**Stored items:**
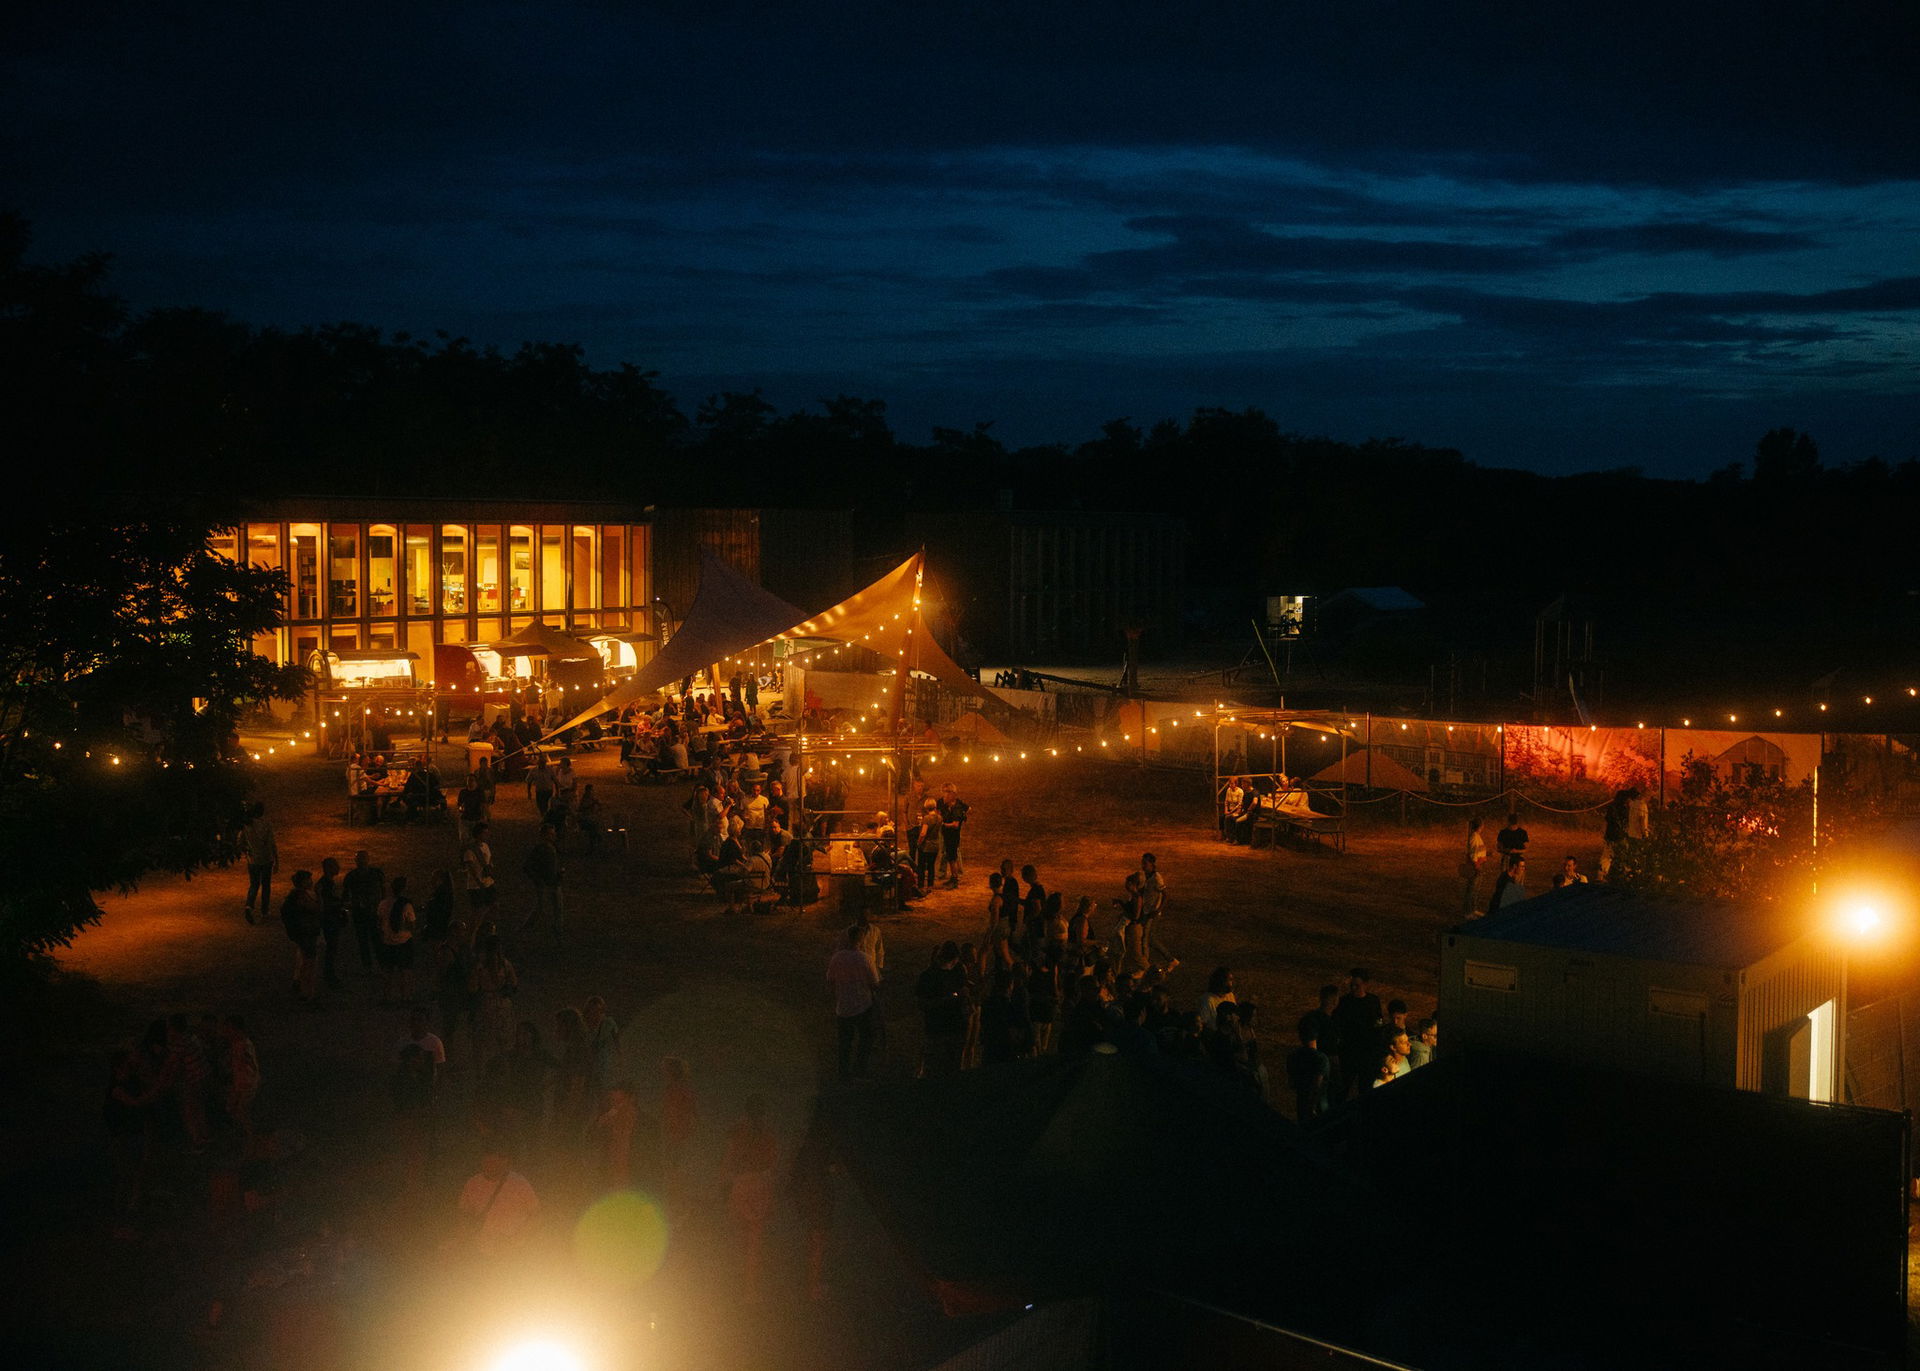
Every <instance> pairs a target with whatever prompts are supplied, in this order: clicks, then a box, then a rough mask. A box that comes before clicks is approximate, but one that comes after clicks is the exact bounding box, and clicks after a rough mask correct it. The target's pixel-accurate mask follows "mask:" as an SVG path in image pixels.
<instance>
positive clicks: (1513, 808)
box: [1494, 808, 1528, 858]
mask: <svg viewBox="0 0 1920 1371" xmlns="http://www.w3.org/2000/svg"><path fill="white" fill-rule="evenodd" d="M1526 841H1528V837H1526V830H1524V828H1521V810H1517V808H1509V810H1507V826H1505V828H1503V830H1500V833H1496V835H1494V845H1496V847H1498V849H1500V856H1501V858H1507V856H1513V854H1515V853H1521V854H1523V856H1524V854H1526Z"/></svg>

**WHAT THE TASK REQUIRES:**
Although the records contain pictures, the copy should consist of their text alone, reproduced exactly.

**OUTPUT OF THE TASK:**
Every <instance> pairs a target with whatever prompts are supplied, in this order: clicks, then a box, then a rough mask. A box that comes before clicks is approximate, but one that comes after clicks is the exact bounding box, and clicks after a rough mask correct it. The target's pixel-accurate mask follows "mask:" as an SVG path in image pixels.
<instance>
positive clicks: (1513, 808)
box: [1494, 808, 1528, 858]
mask: <svg viewBox="0 0 1920 1371" xmlns="http://www.w3.org/2000/svg"><path fill="white" fill-rule="evenodd" d="M1526 841H1528V837H1526V830H1524V828H1521V810H1517V808H1509V810H1507V826H1505V828H1503V830H1500V833H1496V835H1494V845H1496V847H1498V849H1500V856H1501V858H1507V856H1513V854H1515V853H1521V854H1523V856H1524V854H1526Z"/></svg>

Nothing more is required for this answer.